» What to do:
(A) Transcribe the passage of the turbo dyno thread from "It really sucks" to "of each other.".
(B) For the turbo dyno thread below, answer yes or no to whether each statement agrees with it, and quote the deciding words: (i) The car made 368 hp at 22 psi of boost. (ii) The author's car uses a ported turbo. (iii) The dyno runs varied widely from one another.

# 368 WHP, my car sucks!



## morepower2 (Apr 19, 2002)

Just got back from R&D Dyno trying to tune my turbo classic with an F-Max kit and S-3 cams.

I was only able to get 368 hp and 327 ft/lbs of torque @ 22 psi of boost. I am very dispointed because most of the F-Max cars I helped build or tune get anywhere from 395-410 wheel hp at this boost level and my set up is identical to my formula for a 400 WHP SR20DE with a couple of exceptions.

I usualy recomend a custom 3" downpipe and I usualy hand port the crap out of the turbine housing, then extrude hone it. My car is a straight up stock F-Max kit with a larger than stock front mount intercooler, 2.5" down pipe and stock unported turbo. I think I have too much backpressure which is hurting my peak power.

It really sucks that every turbo car I helped set up is significantly more powerful than mine! I have a 3" downpipe, Tial wastegate and a ported manifold and ported& extrude honed turbine housing sitting in the garage. I am gonna install these and see if my power will then fall in line with what its supposed to be.

On thing I noticed is that with the big FMIC, the power is really consistant, all of my runs were within 1 hp of each other.

I am supposed to be an expert at this stuff, too bad I suck.

Mike


----------



## psshhgoesmysr20 (May 1, 2002)

I'm really sorry to hear that Mike, hopefully when you replace those parts you will increase your HP numbers, How is your timing? I'm sure you know timing is critical on turbo cars. Good luck on your quest for the missing HP.

» Data extract:

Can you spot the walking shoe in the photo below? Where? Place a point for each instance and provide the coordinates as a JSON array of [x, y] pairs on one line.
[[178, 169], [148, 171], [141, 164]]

» Exercise results:
(A)
It really sucks that every turbo car I helped set up is significantly more powerful than mine! I have a 3" downpipe, Tial wastegate and a ported manifold and ported& extrude honed turbine housing sitting in the garage. I am gonna install these and see if my power will then fall in line with what its supposed to be.

On thing I noticed is that with the big FMIC, the power is really consistant, all of my runs were within 1 hp of each other.

(B)
(i) Yes: "I was only able to get 368 hp and 327 ft/lbs of torque @ 22 psi of boost."
(ii) No: "stock unported turbo"
(iii) No: "all of my runs were within 1 hp of each other."